(Records taken from a dataset)
= Beginning of Section =

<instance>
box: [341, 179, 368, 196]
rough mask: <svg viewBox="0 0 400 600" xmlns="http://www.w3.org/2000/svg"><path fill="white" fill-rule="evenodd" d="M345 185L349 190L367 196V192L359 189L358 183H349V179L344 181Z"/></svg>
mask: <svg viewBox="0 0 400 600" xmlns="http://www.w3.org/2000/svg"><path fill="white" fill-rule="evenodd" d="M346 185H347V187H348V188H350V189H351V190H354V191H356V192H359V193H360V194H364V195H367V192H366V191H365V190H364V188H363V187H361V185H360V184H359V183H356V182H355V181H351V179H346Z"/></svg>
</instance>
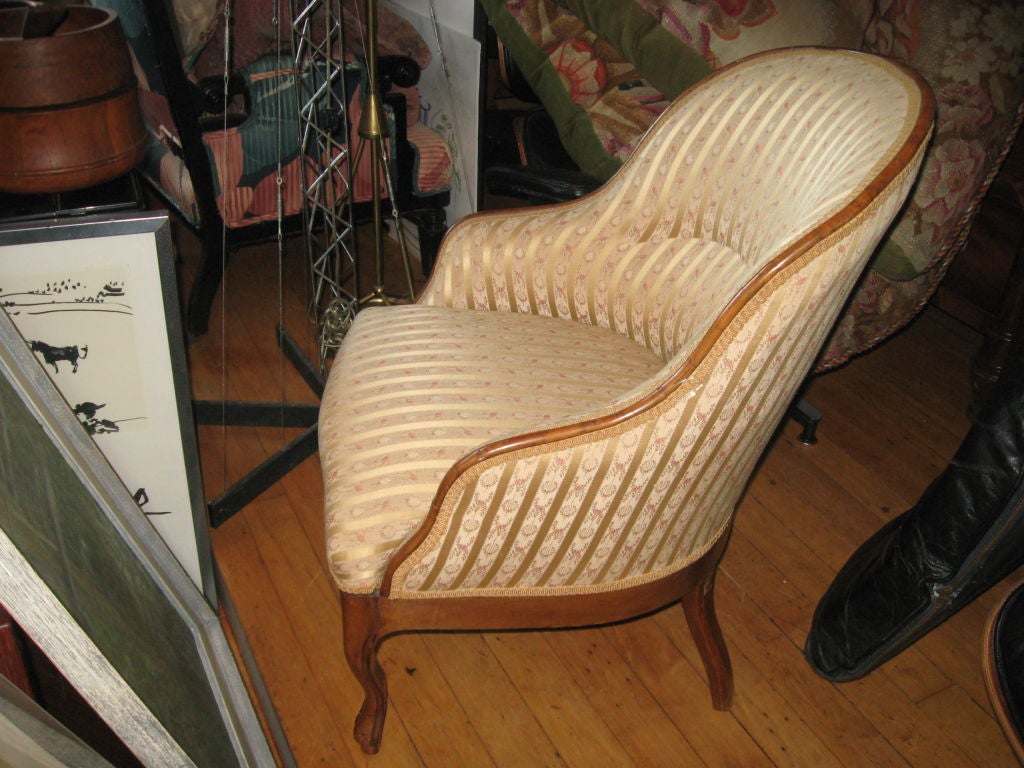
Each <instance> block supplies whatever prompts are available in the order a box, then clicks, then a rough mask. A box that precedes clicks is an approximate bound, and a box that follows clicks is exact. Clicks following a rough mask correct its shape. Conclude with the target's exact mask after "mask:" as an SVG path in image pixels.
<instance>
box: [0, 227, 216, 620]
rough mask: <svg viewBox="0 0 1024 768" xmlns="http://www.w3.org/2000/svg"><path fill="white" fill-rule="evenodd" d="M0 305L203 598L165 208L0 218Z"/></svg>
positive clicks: (170, 258) (208, 560)
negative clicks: (202, 593)
mask: <svg viewBox="0 0 1024 768" xmlns="http://www.w3.org/2000/svg"><path fill="white" fill-rule="evenodd" d="M0 306H3V308H4V310H5V311H6V313H7V315H8V316H9V317H10V319H11V321H12V323H13V325H14V326H15V328H16V329H17V330H18V332H19V333H20V334H22V336H23V337H24V338H25V340H26V343H27V344H28V345H29V347H30V348H31V349H32V351H33V355H34V357H35V358H36V360H37V361H38V362H39V364H40V365H41V366H42V367H43V369H44V370H45V371H46V373H47V374H48V375H49V377H50V379H51V380H52V381H53V383H54V384H55V385H56V388H57V389H58V390H59V391H60V393H61V394H62V395H63V397H65V399H66V400H67V401H68V404H69V406H70V407H71V410H72V412H73V413H74V414H75V416H76V417H77V419H78V421H79V423H80V424H81V425H82V428H83V429H84V430H85V431H86V432H87V433H88V434H90V435H91V436H92V439H93V440H94V441H95V443H96V445H97V446H98V447H99V450H100V452H101V453H102V454H103V456H104V457H105V458H106V460H108V461H109V462H110V463H111V466H112V467H113V468H114V470H115V472H117V474H118V476H119V477H120V478H121V480H122V482H124V484H125V487H126V488H127V489H128V492H129V494H130V495H131V497H132V498H133V499H134V501H135V503H136V504H137V505H138V508H139V510H140V511H141V512H142V514H143V515H144V516H145V518H146V519H147V520H148V521H150V522H151V523H152V524H153V526H154V527H155V528H156V529H157V531H158V532H159V534H160V536H161V538H162V539H163V541H164V542H165V543H166V544H167V546H168V548H169V549H170V550H171V552H172V554H173V555H174V557H175V558H176V559H177V561H178V563H179V564H180V565H181V567H182V568H183V569H184V570H185V572H186V573H187V574H188V575H189V578H190V579H191V581H193V582H194V583H195V584H196V586H197V587H198V588H199V589H200V590H201V591H202V592H203V594H204V595H205V596H206V598H207V599H208V600H209V601H210V602H211V604H214V605H215V604H216V594H215V587H214V574H213V565H212V554H211V551H210V543H209V528H208V521H207V511H206V504H205V500H204V498H203V488H202V482H201V478H200V468H199V453H198V444H197V437H196V429H195V422H194V419H193V413H191V397H190V389H189V383H188V375H187V369H186V362H185V354H184V340H183V334H182V327H181V322H180V314H179V305H178V293H177V285H176V278H175V272H174V263H173V254H172V246H171V233H170V224H169V222H168V219H167V215H166V214H153V213H143V214H133V215H127V216H125V215H120V216H116V217H114V216H95V217H85V218H81V219H68V220H61V221H55V222H54V221H48V222H45V223H32V224H19V225H13V226H6V227H0Z"/></svg>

= End of Section =

__GOAL OF THE EXERCISE__
Please reproduce all of the material above word for word, omitting the pictures.

__EXERCISE RESULT__
<instance>
box: [341, 179, 368, 196]
rough mask: <svg viewBox="0 0 400 600" xmlns="http://www.w3.org/2000/svg"><path fill="white" fill-rule="evenodd" d="M345 185L349 190L367 196V192L359 189L358 183H349V179L344 181Z"/></svg>
mask: <svg viewBox="0 0 400 600" xmlns="http://www.w3.org/2000/svg"><path fill="white" fill-rule="evenodd" d="M346 185H347V187H348V188H350V189H351V190H354V191H356V192H359V193H360V194H364V195H367V192H366V191H365V190H364V188H363V187H361V185H360V184H359V183H356V182H355V181H351V179H346Z"/></svg>
</instance>
Each <instance> block supplies whatever prompts are available in the order a box, then clicks, then a rough mask. A box that precedes clicks is an approximate bound, and a box that follows clicks is exact. Clicks following a rough mask correct its shape. Conclude with the target's exact mask after "mask:" as an SVG path in image pixels.
<instance>
box: [0, 227, 216, 620]
rough mask: <svg viewBox="0 0 1024 768" xmlns="http://www.w3.org/2000/svg"><path fill="white" fill-rule="evenodd" d="M0 305L203 598L165 208L0 218Z"/></svg>
positive clicks: (170, 258) (208, 560)
negative clicks: (202, 593)
mask: <svg viewBox="0 0 1024 768" xmlns="http://www.w3.org/2000/svg"><path fill="white" fill-rule="evenodd" d="M0 306H3V308H4V310H5V311H6V313H7V315H8V316H9V317H10V319H11V321H12V323H13V325H14V326H15V328H16V329H17V330H18V332H19V333H20V334H22V336H23V337H24V338H25V340H26V343H27V344H28V345H29V347H30V348H31V349H32V351H33V355H34V357H35V358H36V360H37V361H38V362H39V364H40V365H41V366H42V367H43V369H44V370H45V371H46V373H47V374H48V375H49V377H50V379H51V380H52V381H53V383H54V384H55V385H56V388H57V389H58V390H59V391H60V393H61V394H62V395H63V397H65V399H66V400H67V401H68V404H69V406H70V407H71V410H72V412H73V413H74V414H75V416H76V417H77V419H78V421H79V423H80V424H81V425H82V428H83V429H84V430H85V431H86V432H87V433H88V434H90V435H91V436H92V439H93V440H94V441H95V443H96V445H97V446H98V447H99V450H100V452H101V453H102V454H103V456H104V457H105V458H106V460H108V461H109V462H110V463H111V466H112V467H113V468H114V470H115V472H117V474H118V476H119V477H120V478H121V480H122V482H124V484H125V487H126V488H127V489H128V492H129V494H130V495H131V497H132V498H133V499H134V501H135V503H136V504H137V505H138V508H139V510H140V511H141V512H142V514H143V515H144V516H145V518H146V519H147V520H148V521H150V522H151V523H152V524H153V526H154V527H155V528H156V529H157V531H158V532H159V534H160V536H161V538H162V539H163V541H164V542H165V543H166V544H167V546H168V548H169V549H170V550H171V552H172V554H173V555H174V557H175V558H176V559H177V561H178V563H179V564H180V565H181V567H182V568H183V569H184V570H185V572H186V573H187V574H188V575H189V578H190V579H191V581H193V582H194V583H195V584H196V586H197V587H198V588H199V589H200V590H201V591H202V592H203V594H204V595H205V596H206V598H207V599H208V600H209V601H210V602H211V604H214V605H215V604H216V594H215V587H214V574H213V565H212V554H211V551H210V543H209V528H208V521H207V511H206V504H205V500H204V498H203V488H202V482H201V478H200V468H199V453H198V444H197V437H196V429H195V422H194V419H193V413H191V397H190V389H189V383H188V375H187V369H186V362H185V354H184V340H183V334H182V327H181V322H180V314H179V305H178V293H177V285H176V278H175V272H174V263H173V254H172V246H171V233H170V224H169V222H168V219H167V215H166V214H153V213H143V214H133V215H127V216H125V215H120V216H116V217H114V216H95V217H85V218H81V219H68V220H61V221H55V222H54V221H48V222H45V223H32V224H19V225H13V226H6V227H0Z"/></svg>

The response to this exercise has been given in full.